The problem →
Give the records back in full, exactly as they read.

Supplied material →
=== Section Start ===

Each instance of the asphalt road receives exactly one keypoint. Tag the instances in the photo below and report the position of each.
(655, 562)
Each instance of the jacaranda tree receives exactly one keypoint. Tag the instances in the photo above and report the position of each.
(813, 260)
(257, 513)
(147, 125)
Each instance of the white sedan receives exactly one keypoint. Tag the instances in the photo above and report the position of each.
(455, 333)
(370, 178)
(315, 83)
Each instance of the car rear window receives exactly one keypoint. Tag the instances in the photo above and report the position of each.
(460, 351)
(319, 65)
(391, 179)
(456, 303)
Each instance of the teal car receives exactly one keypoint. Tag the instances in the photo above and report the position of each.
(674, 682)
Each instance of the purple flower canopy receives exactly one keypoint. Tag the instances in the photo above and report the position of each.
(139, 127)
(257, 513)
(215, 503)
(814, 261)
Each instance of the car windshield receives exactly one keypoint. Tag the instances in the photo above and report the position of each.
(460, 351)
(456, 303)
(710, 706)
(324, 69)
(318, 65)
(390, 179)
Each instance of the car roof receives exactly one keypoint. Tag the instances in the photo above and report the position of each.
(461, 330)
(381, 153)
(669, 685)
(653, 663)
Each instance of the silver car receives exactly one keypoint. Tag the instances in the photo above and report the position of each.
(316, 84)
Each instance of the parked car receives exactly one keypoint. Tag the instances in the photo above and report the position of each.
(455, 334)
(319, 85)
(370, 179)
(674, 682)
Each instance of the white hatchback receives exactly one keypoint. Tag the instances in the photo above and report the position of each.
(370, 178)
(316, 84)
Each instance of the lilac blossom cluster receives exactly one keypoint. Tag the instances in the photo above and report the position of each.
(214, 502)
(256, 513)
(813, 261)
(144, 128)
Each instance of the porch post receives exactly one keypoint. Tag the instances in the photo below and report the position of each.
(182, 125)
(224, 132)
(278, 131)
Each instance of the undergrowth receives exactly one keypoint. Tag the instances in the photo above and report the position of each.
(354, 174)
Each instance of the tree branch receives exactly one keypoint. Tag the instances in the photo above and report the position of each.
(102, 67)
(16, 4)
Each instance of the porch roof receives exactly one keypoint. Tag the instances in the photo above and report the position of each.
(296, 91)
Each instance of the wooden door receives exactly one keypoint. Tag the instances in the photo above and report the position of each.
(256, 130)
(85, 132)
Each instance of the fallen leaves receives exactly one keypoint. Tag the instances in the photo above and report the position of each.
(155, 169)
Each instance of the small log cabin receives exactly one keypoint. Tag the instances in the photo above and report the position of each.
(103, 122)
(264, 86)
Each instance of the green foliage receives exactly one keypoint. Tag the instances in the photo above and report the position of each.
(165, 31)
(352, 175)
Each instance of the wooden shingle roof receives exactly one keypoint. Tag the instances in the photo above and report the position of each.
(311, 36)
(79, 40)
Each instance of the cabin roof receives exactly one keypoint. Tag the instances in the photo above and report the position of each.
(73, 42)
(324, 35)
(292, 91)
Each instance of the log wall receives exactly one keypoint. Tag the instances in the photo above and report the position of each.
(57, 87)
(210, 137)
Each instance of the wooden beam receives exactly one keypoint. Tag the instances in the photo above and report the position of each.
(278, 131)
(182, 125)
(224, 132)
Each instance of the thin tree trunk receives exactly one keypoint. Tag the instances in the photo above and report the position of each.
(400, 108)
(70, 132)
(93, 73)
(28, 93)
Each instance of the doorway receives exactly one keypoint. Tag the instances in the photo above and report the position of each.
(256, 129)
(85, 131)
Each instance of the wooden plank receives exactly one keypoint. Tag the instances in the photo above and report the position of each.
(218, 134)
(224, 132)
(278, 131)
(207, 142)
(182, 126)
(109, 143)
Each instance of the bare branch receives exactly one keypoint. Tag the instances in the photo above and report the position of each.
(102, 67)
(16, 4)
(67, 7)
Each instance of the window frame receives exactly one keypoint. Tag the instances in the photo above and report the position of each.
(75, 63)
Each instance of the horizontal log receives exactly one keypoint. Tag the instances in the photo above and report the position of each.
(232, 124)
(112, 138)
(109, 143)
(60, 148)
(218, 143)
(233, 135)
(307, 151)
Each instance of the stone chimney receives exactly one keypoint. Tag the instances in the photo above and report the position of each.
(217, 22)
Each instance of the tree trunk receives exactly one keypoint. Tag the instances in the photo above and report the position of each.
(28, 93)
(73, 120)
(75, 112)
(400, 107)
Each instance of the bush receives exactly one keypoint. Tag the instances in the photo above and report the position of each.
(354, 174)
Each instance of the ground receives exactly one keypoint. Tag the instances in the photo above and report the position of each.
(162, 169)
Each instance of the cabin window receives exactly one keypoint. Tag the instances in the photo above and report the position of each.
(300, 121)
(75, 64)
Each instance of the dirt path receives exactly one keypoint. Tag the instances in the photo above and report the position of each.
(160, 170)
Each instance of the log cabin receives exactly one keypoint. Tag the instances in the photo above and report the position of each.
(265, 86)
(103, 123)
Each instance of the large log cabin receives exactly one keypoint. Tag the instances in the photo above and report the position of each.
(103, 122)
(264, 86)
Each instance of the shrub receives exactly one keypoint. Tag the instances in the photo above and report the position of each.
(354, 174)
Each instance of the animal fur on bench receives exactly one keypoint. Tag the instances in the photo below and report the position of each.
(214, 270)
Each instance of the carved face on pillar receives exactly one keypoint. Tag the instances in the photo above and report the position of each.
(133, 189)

=== Section End ===

Written reply →
Each instance of the asphalt road receives exactly one keypoint. Tag the instances in the photo below and report the position of each.
(655, 562)
Each instance of the jacaranda tree receives exactly one keypoint. Tag the instances in the photo above and report the position of each.
(813, 260)
(257, 513)
(147, 125)
Each instance of the white sedan receives exactly one keypoint. Tag the instances in the photo above and report the position of each.
(455, 333)
(370, 178)
(315, 83)
Each instance of the car rear window receives exactly one keypoint. Tag the instances in the photo above and report the position of each.
(460, 351)
(319, 65)
(391, 179)
(456, 303)
Each instance of the teal car receives exactly one keypoint. Tag the instances in the photo above and report the position of each.
(674, 682)
Each instance of the purple flower canopy receives exactly one keypoint. Tag the instances in the photo above and report the position of each.
(139, 127)
(257, 513)
(215, 503)
(814, 261)
Each instance of the car windshield receives exactly one keypoint. Tag the instances in the photo above and report the position of each.
(460, 351)
(456, 303)
(710, 706)
(324, 69)
(318, 65)
(390, 179)
Each instance of the car roof receives exactly one keypoint. Tag the instances in the photo above and report the position of each.
(461, 330)
(381, 153)
(669, 685)
(653, 663)
Each instance of the silver car receives exactly one keypoint. Tag the instances in the photo above and report the position of each.
(316, 84)
Each instance of the parked car receives exactly one keypoint. Tag the instances in the photo above and report the position of each.
(455, 334)
(319, 85)
(370, 179)
(674, 682)
Each instance of the white hatchback receives exactly one keypoint. Tag the instances in the photo above and report the position of each.
(370, 178)
(316, 84)
Each instance of the lilac blossom cluster receives exactly one keypoint. Tag the instances in the photo above and report the position of each.
(214, 502)
(256, 513)
(813, 261)
(144, 128)
Each instance of the porch post receives exactly one keypoint. Tag the instances in the photo below and report the position of each.
(182, 125)
(224, 132)
(278, 131)
Each instance of the undergrowth receives exactly one keypoint. Tag the instances in the photo above and report the position of each.
(354, 174)
Each instance of the tree branch receives exactly one keypoint. Tag the instances in the photo above and report the position of each.
(102, 67)
(16, 4)
Each instance of the porch roof receives exactly one keypoint. Tag the instances in the photo above and report the position of each.
(296, 91)
Each instance of the wooden door receives exactly one keypoint. Tag the instances in the photo above and report the position of each.
(256, 130)
(85, 132)
Each instance of the fallen leaves receives exactly one keypoint. Tag the instances in the photo above and report the position of each.
(155, 169)
Each instance of the small log cabin receives exactly one keypoint. Tag the instances in the photo above and report the position of each.
(103, 122)
(264, 86)
Each instance of the green foliage receives exactly one keypoint. Tag the instances in the photo above and report the position of each.
(165, 31)
(352, 175)
Each instance of the wooden shingle roof receives exactly one keypoint. Tag the instances in the photo above and report the position of each.
(311, 36)
(79, 40)
Each instance of the cabin roof receives exactly one keypoint. Tag the instances in the photo above and report the position of each.
(73, 42)
(324, 35)
(292, 91)
Each instance of the log wall receives exactly one keypoint. Tag the instances in the photo above and report the position of each.
(57, 87)
(210, 137)
Each instance of the wooden beam receives exactly one keypoint. Tag the instances in the photo above and report the position of each.
(278, 131)
(182, 125)
(224, 132)
Each instance of the thin tree trunk receives exactly one keypoint. Tag the instances in the photo above and report the position of each.
(400, 108)
(70, 132)
(93, 73)
(28, 93)
Each instance of the doorway receives exactly one keypoint. Tag the instances in the photo above and report the position of each.
(256, 129)
(85, 131)
Each instance of the wooden plank receives exactly one keypoint. Tag the instances in the photo above and report the position of each.
(218, 134)
(224, 132)
(278, 131)
(207, 142)
(182, 126)
(109, 143)
Each instance of the bare branch receives exactly one keypoint. Tag the instances in the photo above and report the position of each.
(102, 67)
(16, 4)
(67, 7)
Each instance of the window frame receives exactly one keypoint. Tag the instances in the photo above and report the position of each.
(75, 63)
Each instance of the horizontal log receives exactly one keypoint. Tag the instances in the photo above and report the position of each.
(232, 124)
(112, 138)
(109, 143)
(60, 148)
(218, 143)
(233, 135)
(307, 151)
Each instance of the stone chimney receives exactly one keypoint. Tag the instances in the photo above and report the position of each.
(217, 22)
Each instance of the tree trunk receives exactly one keypoint. Tag the instances in the photo above and report the position of each.
(28, 93)
(73, 120)
(75, 112)
(400, 107)
Each instance of the bush receives exactly one keypoint. Tag the instances in the photo above and report the position of each.
(354, 174)
Each instance of the ground receives exactly one keypoint. Tag the instances in the photo above and report the position of each.
(162, 169)
Each instance of the cabin window receives exactly one keypoint. Tag the instances in the photo above and report the position of each.
(300, 121)
(75, 64)
Each instance of the dirt path receives exactly one keypoint. Tag the instances in the photo above and report the position of each.
(160, 170)
Each instance of the log cabin receives exactly one keypoint. Tag the instances in the photo above and report the position of each.
(265, 86)
(103, 123)
Each instance of the large log cabin receives exactly one keypoint. Tag the instances in the photo above and report the position of each.
(103, 122)
(264, 86)
Each instance of the shrub receives exactly one keypoint. Tag the instances in the photo above and report the position of each.
(354, 174)
Each instance of the animal fur on bench receives exactly one keypoint. Tag the instances in the photo below and report the position of each.
(214, 270)
Each instance of the carved face on pillar receives exactly one keypoint. Tag the instances in the photo above and report the position of each.
(133, 189)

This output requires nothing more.